- **Selected text**:
▬▬▬
Re: Getting bogus rows from sqoop import...?

Posted by Felix GV <fe...@mate1inc.com>.
So... the verdict appears to be the following:

   - Using --direct with --table produces correct results.
   - Using --query instead of --table absolutely requires using
   --hive-drop-import-delims.
   - --hive-drop-import-delims is not compatible with --direct.
   - Sqoop allows you to use --query and --direct together, but produces
   bogus results.

Considering the nature of --hive-drop-import-delims, I would say it's quite
likely that the above observations only hold true if the data in the
imported table actually contains the conflicting delimiting characters.

In any case, don't take my word for it: test on your own dataset if you're
having any problem. Hopefully the above observations can provide a good
starting point though.

Maybe Sqoop should spit out an error or a warning if --query is used
without --hive-drop-import-delims ...?

--
Felix


On Thu, Mar 21, 2013 at 4:46 PM, Felix GV <fe...@mate1inc.com> wrote:

> I seem to be getting a proper output with the above parameters BTW.
>
> I'll try to re-integrate the rest of my more complex ETL query in that
> sqoop job...
>
> Thanks :) !
>
> --
> Felix
>
>
> On Thu, Mar 21, 2013 at 12:47 AM, Felix GV <fe...@mate1inc.com> wrote:
>
>> Thanks for your response Jarek :)
>>
>> I've started a new import run with --hive-drop-import-delims added and
>> --direct removed (since the two are mutually exclusive), we'll see how
>> it goes.
▬▬▬
- **Data in this exercise**:
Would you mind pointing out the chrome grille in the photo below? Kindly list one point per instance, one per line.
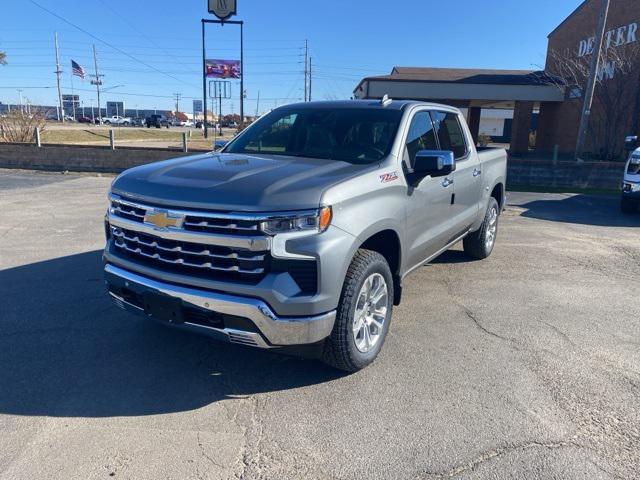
(192, 256)
(213, 222)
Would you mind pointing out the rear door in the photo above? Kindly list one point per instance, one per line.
(429, 203)
(467, 183)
▬▬▬
- **Written instruction A**: Could you offset every coordinate by 13 and give back the stretch of the listing from the line containing "Would you mind pointing out the rear" through the end of the listing, keeping the lines without coordinates as they are?
- **Written instruction B**: How might the sqoop import thread go on after its last line? Continue it from there.

- **Response A**:
Would you mind pointing out the rear door in the photo above? Kindly list one point per instance, one per line.
(442, 216)
(480, 196)

- **Response B**:
>>
>> Going to sleep now. I'll report back tomorrow :)
>>
>> --
>> Felix
>>
>>
>> On Thu, Mar 21, 2013 at 12:42 AM, Jarek Jarcec Cecho <ja...@apache.org>wrote:
>>
>>> Hi Felix,
>>> we've seen similar behaviour in the past when the data itself contains
>>> Hive special characters like new line characters. Would you mind trying
>>> your import with --hive-drop-import-delims to see if it helps?
>>>
>>> Jarcec
>>>
>>> On Wed, Mar 20, 2013 at 11:27:58PM -0400, Felix GV wrote:
>>> > Hello,
>>> >
>>> > I'm trying to import a full table from MySQL to Hadoop/Hive. It works
>>> with
>>> > certain parameters, but when I try to do an ETL that's somewhat more
>>> > complex, I start getting bogus rows in my resulting table.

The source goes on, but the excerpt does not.